[Source information — start]

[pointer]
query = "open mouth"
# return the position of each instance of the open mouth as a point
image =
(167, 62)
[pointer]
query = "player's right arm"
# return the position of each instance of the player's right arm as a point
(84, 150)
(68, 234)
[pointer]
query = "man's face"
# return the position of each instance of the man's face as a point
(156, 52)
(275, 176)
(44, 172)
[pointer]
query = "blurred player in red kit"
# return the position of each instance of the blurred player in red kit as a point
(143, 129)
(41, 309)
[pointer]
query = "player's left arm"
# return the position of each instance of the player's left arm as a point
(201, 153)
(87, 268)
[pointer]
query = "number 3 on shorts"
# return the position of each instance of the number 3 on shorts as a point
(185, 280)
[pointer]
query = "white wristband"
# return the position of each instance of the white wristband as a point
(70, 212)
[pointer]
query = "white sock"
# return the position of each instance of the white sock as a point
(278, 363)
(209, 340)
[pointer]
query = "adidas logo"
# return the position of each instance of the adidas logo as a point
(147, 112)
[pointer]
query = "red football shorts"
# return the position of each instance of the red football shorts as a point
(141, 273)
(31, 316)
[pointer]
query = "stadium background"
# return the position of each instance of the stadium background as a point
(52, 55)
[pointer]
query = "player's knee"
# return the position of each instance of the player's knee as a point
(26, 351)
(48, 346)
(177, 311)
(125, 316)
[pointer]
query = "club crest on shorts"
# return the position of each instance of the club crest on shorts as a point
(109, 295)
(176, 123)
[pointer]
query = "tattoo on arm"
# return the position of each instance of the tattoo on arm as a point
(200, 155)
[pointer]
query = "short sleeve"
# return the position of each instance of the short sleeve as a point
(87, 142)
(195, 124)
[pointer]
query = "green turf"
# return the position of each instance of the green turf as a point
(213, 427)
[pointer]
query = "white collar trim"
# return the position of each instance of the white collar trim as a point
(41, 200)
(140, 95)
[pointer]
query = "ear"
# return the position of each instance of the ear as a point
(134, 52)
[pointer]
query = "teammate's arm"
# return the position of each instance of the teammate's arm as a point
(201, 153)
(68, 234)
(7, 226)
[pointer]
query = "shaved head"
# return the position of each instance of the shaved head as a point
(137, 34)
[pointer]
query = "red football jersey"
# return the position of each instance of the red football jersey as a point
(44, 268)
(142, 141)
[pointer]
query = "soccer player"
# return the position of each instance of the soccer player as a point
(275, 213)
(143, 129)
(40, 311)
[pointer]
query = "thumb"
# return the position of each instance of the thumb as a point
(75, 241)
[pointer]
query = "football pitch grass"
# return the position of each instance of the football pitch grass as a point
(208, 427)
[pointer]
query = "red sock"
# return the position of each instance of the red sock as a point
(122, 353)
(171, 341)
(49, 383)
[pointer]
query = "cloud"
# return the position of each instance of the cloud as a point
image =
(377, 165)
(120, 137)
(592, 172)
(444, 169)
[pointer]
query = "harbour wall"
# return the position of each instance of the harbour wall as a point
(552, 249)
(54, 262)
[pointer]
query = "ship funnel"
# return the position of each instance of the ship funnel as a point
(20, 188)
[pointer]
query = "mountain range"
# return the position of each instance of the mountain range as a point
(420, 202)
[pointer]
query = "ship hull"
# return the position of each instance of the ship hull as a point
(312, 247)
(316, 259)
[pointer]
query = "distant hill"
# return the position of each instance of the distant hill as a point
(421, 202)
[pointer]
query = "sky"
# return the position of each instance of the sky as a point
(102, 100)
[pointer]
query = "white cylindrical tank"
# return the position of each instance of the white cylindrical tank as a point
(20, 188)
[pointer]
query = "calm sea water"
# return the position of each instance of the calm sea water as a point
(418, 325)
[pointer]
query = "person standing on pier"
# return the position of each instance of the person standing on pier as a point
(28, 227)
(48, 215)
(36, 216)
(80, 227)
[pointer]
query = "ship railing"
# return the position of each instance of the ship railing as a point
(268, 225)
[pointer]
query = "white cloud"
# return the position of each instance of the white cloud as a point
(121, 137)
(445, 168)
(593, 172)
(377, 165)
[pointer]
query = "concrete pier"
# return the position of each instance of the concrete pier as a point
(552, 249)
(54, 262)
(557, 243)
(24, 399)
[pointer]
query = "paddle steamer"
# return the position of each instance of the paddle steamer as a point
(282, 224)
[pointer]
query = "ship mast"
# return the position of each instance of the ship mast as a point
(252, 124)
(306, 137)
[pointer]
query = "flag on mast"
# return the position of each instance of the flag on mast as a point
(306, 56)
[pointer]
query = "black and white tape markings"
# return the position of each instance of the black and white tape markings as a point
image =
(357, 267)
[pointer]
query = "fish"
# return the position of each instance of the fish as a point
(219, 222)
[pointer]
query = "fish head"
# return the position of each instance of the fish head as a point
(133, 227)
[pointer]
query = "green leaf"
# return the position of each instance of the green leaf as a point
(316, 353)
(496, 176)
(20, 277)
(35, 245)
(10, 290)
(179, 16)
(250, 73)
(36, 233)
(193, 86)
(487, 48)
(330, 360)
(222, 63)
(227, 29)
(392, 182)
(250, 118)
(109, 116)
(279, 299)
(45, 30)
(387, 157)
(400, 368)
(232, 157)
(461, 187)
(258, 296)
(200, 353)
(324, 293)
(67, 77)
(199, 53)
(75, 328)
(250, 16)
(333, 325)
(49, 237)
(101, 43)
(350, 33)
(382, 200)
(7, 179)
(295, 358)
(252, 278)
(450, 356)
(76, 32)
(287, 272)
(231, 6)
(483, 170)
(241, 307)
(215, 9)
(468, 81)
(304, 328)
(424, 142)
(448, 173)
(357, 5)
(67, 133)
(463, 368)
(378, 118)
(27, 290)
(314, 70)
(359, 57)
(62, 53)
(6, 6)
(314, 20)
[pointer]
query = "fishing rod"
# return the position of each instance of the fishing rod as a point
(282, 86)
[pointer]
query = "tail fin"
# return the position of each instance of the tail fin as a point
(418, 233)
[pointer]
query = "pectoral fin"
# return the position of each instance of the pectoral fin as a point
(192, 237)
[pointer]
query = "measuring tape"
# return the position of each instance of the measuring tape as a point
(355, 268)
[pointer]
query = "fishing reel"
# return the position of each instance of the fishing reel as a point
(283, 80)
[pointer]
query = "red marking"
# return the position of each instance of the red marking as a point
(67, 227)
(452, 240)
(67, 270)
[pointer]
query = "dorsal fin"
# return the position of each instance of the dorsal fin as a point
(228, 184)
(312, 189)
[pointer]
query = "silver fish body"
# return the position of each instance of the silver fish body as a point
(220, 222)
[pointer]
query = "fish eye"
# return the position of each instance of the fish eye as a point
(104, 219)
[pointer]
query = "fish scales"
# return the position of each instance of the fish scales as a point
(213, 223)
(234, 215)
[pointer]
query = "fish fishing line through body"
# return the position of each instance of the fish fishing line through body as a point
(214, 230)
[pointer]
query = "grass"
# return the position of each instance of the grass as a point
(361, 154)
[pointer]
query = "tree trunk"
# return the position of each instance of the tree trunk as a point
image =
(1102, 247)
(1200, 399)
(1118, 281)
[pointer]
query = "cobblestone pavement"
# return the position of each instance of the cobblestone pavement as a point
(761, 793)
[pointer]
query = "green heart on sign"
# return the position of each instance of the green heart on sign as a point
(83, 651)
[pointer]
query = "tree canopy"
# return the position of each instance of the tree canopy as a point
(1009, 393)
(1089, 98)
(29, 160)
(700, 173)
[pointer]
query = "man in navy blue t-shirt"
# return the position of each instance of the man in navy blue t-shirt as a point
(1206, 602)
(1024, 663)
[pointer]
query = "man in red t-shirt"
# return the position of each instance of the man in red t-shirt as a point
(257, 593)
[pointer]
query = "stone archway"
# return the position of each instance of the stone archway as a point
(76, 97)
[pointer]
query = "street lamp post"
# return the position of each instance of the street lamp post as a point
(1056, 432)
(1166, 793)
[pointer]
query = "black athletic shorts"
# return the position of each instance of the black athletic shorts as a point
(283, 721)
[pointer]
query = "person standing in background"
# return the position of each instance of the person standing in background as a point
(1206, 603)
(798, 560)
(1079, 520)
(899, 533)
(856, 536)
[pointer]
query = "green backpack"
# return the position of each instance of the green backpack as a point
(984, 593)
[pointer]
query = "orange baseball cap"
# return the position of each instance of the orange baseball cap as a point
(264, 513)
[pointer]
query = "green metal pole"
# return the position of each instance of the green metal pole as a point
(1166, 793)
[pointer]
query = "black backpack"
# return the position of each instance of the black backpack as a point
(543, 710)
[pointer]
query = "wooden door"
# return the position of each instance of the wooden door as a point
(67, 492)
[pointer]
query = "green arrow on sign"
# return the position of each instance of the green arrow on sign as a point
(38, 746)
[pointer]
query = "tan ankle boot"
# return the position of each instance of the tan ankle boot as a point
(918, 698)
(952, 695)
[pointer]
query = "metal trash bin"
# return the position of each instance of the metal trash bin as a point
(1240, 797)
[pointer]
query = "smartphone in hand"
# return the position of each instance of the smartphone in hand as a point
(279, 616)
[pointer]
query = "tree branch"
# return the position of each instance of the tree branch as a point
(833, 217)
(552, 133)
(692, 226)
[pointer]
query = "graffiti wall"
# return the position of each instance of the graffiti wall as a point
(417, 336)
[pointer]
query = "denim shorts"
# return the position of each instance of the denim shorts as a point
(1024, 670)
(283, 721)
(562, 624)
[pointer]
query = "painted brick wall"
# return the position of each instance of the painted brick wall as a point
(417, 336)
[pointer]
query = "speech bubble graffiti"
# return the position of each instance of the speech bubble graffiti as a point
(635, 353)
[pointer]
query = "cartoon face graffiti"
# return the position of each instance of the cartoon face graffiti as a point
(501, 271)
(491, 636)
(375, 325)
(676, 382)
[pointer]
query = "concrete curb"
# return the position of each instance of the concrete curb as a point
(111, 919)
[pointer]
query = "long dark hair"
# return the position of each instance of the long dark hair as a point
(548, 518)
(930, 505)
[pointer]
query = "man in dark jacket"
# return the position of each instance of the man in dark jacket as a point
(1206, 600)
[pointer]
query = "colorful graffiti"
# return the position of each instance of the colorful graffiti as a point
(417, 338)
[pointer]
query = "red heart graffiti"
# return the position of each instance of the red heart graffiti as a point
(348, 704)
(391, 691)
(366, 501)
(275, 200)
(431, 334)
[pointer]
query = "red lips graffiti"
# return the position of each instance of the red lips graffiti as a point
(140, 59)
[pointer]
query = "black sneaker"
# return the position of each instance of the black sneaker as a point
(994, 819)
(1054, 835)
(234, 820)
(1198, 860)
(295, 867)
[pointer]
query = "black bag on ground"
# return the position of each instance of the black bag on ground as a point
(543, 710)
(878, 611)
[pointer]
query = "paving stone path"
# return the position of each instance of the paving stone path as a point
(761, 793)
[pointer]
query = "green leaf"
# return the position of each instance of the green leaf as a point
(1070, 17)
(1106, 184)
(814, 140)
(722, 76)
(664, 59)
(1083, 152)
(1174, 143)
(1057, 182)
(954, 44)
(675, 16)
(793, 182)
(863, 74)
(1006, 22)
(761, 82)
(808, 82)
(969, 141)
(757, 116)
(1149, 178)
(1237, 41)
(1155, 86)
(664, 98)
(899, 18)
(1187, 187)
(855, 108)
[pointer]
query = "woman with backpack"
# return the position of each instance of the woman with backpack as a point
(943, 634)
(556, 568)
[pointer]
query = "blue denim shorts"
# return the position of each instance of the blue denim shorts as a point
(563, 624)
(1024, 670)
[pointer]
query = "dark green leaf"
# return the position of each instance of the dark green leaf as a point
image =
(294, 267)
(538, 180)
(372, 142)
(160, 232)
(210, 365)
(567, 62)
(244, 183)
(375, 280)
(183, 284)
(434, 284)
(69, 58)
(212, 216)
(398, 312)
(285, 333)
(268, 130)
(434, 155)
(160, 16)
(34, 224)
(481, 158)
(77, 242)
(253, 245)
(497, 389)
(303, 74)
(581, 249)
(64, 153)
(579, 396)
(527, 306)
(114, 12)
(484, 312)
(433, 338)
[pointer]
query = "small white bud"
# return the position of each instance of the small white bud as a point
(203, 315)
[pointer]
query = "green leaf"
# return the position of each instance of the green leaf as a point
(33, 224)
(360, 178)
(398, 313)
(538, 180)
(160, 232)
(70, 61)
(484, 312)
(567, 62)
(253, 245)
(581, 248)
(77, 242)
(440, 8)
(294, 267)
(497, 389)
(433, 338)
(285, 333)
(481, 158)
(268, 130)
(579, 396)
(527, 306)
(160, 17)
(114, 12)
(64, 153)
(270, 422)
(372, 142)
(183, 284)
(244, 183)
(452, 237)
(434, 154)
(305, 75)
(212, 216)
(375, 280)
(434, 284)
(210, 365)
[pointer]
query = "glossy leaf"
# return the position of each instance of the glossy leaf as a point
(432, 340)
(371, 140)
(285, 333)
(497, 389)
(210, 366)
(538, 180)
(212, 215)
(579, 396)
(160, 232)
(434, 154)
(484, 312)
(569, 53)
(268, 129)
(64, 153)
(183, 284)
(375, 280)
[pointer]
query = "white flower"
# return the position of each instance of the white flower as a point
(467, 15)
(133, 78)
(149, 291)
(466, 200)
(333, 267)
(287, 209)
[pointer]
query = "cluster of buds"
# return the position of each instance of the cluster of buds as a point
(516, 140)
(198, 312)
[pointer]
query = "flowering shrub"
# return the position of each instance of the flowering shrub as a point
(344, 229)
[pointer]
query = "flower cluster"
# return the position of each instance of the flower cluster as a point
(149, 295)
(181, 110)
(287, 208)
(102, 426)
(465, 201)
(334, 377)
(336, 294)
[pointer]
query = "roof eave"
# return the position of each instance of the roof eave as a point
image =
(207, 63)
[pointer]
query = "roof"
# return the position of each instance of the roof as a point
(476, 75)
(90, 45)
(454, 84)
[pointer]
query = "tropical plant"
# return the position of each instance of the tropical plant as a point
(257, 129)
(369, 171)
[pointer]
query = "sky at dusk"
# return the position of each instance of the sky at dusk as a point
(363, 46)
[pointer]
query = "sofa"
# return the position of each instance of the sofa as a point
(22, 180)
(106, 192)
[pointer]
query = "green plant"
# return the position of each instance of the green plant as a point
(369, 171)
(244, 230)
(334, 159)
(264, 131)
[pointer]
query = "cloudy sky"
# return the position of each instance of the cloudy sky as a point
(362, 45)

[Source information — finish]

Exercise prompt
Show each line in the data where the string "open" appears.

Exercise output
query = "open mouth"
# return the position of each instance of the open mouth as a point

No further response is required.